Every line from the one containing "Consider the photo above. For every instance of the turquoise" to the last line of the listing below should be given again exactly.

→ EXCERPTED DATA:
------------------------------------
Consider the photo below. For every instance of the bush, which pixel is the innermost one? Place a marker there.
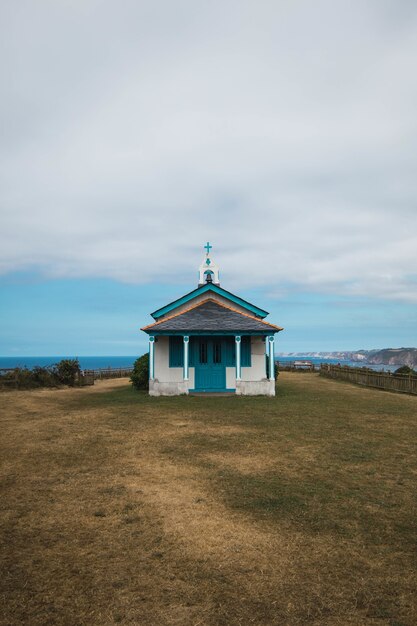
(276, 368)
(67, 371)
(140, 375)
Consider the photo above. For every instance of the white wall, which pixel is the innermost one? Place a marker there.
(164, 373)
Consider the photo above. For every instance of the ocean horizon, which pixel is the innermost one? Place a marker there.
(101, 362)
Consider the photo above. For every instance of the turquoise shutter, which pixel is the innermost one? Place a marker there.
(245, 354)
(230, 352)
(176, 352)
(191, 352)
------------------------------------
→ TASK OUTPUT:
Consider the photo above. For every instance of the turquoise shutter, which pixel is the innermost one? Place a marker there.
(245, 354)
(230, 352)
(176, 352)
(191, 352)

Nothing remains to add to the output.